- _Work task_
Leave out the images and transcribe the entries below word for word.

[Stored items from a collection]
* * *

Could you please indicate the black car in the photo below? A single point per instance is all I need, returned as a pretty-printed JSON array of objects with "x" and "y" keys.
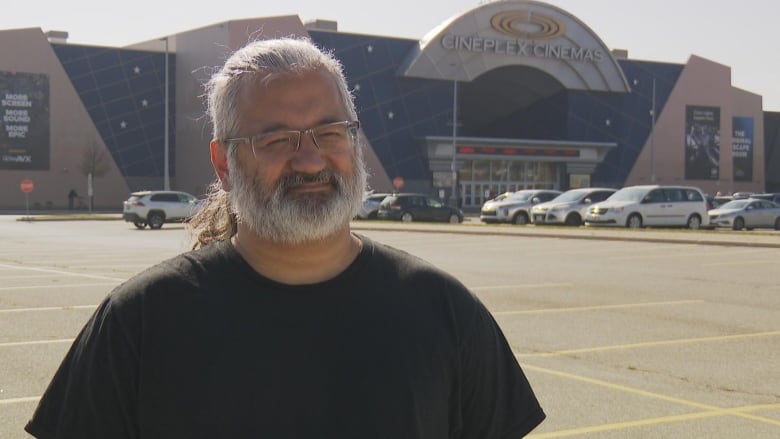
[
  {"x": 769, "y": 196},
  {"x": 417, "y": 207}
]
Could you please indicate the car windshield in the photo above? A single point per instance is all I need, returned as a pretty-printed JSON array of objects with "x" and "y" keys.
[
  {"x": 569, "y": 196},
  {"x": 735, "y": 204},
  {"x": 629, "y": 194},
  {"x": 502, "y": 196},
  {"x": 520, "y": 196}
]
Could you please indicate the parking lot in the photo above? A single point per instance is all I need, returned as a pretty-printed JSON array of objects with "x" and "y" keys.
[{"x": 619, "y": 337}]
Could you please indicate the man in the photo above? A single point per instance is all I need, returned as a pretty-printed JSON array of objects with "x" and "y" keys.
[{"x": 282, "y": 323}]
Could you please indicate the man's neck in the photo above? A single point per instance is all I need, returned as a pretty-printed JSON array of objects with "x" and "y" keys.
[{"x": 299, "y": 264}]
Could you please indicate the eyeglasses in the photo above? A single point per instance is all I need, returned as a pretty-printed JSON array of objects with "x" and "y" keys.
[{"x": 330, "y": 137}]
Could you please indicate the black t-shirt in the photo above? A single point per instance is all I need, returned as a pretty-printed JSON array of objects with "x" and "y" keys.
[{"x": 202, "y": 346}]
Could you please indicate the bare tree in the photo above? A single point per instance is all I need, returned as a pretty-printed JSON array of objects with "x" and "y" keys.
[{"x": 95, "y": 163}]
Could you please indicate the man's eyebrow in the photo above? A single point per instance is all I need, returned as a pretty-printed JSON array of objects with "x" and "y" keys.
[{"x": 284, "y": 127}]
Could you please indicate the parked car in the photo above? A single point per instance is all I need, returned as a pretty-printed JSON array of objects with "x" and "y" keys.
[
  {"x": 370, "y": 205},
  {"x": 488, "y": 212},
  {"x": 417, "y": 207},
  {"x": 516, "y": 208},
  {"x": 717, "y": 200},
  {"x": 154, "y": 208},
  {"x": 570, "y": 207},
  {"x": 747, "y": 214},
  {"x": 651, "y": 205}
]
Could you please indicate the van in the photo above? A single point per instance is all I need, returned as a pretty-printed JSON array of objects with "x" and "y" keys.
[{"x": 651, "y": 206}]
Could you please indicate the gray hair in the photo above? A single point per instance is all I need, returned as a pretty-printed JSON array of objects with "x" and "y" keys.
[
  {"x": 262, "y": 60},
  {"x": 265, "y": 60}
]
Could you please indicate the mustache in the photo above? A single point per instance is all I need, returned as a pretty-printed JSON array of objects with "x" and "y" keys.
[{"x": 292, "y": 180}]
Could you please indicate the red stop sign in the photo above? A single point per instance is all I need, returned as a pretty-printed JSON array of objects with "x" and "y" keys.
[{"x": 26, "y": 186}]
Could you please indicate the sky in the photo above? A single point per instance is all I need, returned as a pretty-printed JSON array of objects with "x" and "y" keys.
[{"x": 739, "y": 34}]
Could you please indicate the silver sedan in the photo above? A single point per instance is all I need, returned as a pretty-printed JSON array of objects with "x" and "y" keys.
[{"x": 747, "y": 214}]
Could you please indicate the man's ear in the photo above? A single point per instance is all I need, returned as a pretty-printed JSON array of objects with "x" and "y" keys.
[{"x": 219, "y": 161}]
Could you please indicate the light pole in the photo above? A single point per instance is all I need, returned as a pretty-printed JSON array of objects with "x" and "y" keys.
[
  {"x": 652, "y": 137},
  {"x": 166, "y": 176},
  {"x": 454, "y": 165}
]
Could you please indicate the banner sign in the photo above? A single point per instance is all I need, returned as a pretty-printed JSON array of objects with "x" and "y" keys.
[
  {"x": 702, "y": 143},
  {"x": 24, "y": 121},
  {"x": 742, "y": 148}
]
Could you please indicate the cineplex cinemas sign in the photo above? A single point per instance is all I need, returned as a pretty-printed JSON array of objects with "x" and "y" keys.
[{"x": 531, "y": 33}]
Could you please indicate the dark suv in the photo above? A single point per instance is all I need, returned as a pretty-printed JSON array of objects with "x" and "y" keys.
[
  {"x": 769, "y": 196},
  {"x": 154, "y": 208},
  {"x": 417, "y": 207}
]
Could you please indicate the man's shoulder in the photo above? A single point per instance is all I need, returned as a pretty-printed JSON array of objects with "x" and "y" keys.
[{"x": 189, "y": 271}]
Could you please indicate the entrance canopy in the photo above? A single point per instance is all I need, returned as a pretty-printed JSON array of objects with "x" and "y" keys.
[{"x": 516, "y": 33}]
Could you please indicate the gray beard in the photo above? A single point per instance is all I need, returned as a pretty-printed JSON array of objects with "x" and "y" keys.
[{"x": 274, "y": 215}]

* * *

- _Solution for this exercise_
Could you please indicate the black car in the photo below? A single point per instance is all I need, returned as a pretty-printed JSON array of objects with "x" and "y" keys.
[
  {"x": 769, "y": 196},
  {"x": 417, "y": 207}
]
Could you please indicate the car windshield in the photo above? A single point per instance is all I need, returned as a pretty-printed JSON array of objects with "x" and "y" keys.
[
  {"x": 569, "y": 196},
  {"x": 735, "y": 204},
  {"x": 629, "y": 194},
  {"x": 502, "y": 196},
  {"x": 520, "y": 196}
]
Could you please indicate the parking lot in the photo above? A single point per instance is all I need, returned as a pretty-printed JSON array of objects with "x" and "y" keys.
[{"x": 619, "y": 337}]
Could you please indicate the man in the photo above? A single point per instance is all I need, returned as a pretty-printed JSON array of objects with "x" and "y" keys.
[{"x": 282, "y": 323}]
Could you please indicate the man's neck in the photo above? A single point per instance is all I need, returned as a pretty-printed JSON array of objects with "x" and "y" keys.
[{"x": 299, "y": 264}]
Could you please indicate the eyeglasses in the photo above? A single point per instance is all I need, returned as a pretty-printed JSON array of objects with "x" and "y" keys.
[{"x": 330, "y": 137}]
Could you please indicate the black t-shirt in the photo above? A single point per instance is all I need, returned as a pretty-printed JSON array of objects with "x" and "y" keys.
[{"x": 202, "y": 346}]
Could you please indicate the bare tree in the photo above? A single point per instance is all I need, returned as a pretty-printed JSON array of objects with "x" and "y" keys.
[{"x": 95, "y": 163}]
Could you please indicate the man's eyebrow in the photo above? A single point per instance is all I need, returned as a pretty-printed JSON array of objects with "x" and "y" keys.
[{"x": 284, "y": 127}]
Could you please indicate the parked car in the photo above? A single point per instance is all I need, returned as a pretty-printed JSON array of objects with "x" and "y" keys.
[
  {"x": 370, "y": 205},
  {"x": 488, "y": 212},
  {"x": 417, "y": 207},
  {"x": 516, "y": 208},
  {"x": 717, "y": 200},
  {"x": 154, "y": 208},
  {"x": 570, "y": 207},
  {"x": 747, "y": 214},
  {"x": 651, "y": 205}
]
Could you please indicate the van in the photo above? A single point per instance is all I need, returned as a pretty-printed JSON array of objects with "x" and "y" keys.
[{"x": 651, "y": 206}]
Could you please indicate the gray hair in the photo above? A single point per instance is all I need, returned as a pretty-printed JSON array of objects with "x" and "y" keys.
[
  {"x": 262, "y": 60},
  {"x": 265, "y": 60}
]
Could you please indicate the mustache in the photo above? A single point per instance is all I need, returned as a pretty-printed JSON array of objects with "x" and "y" keys.
[{"x": 292, "y": 180}]
Could you please indicate the red stop sign in the photo above? A single point per instance is all I need, returned as a pretty-printed JSON array of objects with "x" and "y" keys.
[{"x": 26, "y": 186}]
Could you please indicate the sky in the photo above? A single point per instance is all I need, returned as a pretty-printed JSON array of objects with "x" and "y" keys.
[{"x": 739, "y": 34}]
Could you please indicate the silver sedan in the photo above? A single point per instance is all I need, returned as a pretty-printed JSON array of objects with "x" and "y" keys.
[{"x": 747, "y": 214}]
Could you please indicate the man's ear in the photo above? A single point per instance is all I need, returned as a pretty-printed JSON array of objects with "x" and "y" keys.
[{"x": 219, "y": 161}]
Could you please indicate the light pole in the photo above? A single point per instance is all I need, returned as a pretty-printed JSON array of objects with "x" and "y" keys.
[
  {"x": 652, "y": 137},
  {"x": 166, "y": 176},
  {"x": 454, "y": 165}
]
Could you please indicate the banner sign in the photo above? A single point per instance is all I need, returned as a pretty-printed JSON array of objects with "x" and "y" keys.
[
  {"x": 702, "y": 143},
  {"x": 24, "y": 121},
  {"x": 742, "y": 148}
]
Could you please indicate the cineplex cinemas sign in the photo above? A single point per instance is all I need, returned as a pretty-printed JSON array of objects with "x" and "y" keys.
[{"x": 531, "y": 33}]
Could you please indicate the dark suv in the photo above? A single point per instance is all I need, returned as a pretty-printed JSON array of objects with "x" and "y" keys.
[
  {"x": 769, "y": 196},
  {"x": 154, "y": 208},
  {"x": 417, "y": 207}
]
Could you please indicate the man's shoulder in the photo above? A single point per instance is all I need, returned as a pretty-printed JSON array of objects with "x" and "y" keys.
[{"x": 189, "y": 271}]
Could you please indicate the entrance canopy in the photo above? A single point per instance is all I need, returned as a pretty-printed JSON array of objects with "x" and "y" keys.
[{"x": 516, "y": 33}]
Could you please indicate the gray beard in the photo above? A single point per instance is all I need, returned as a pretty-printed JSON array of objects with "x" and "y" keys.
[{"x": 274, "y": 215}]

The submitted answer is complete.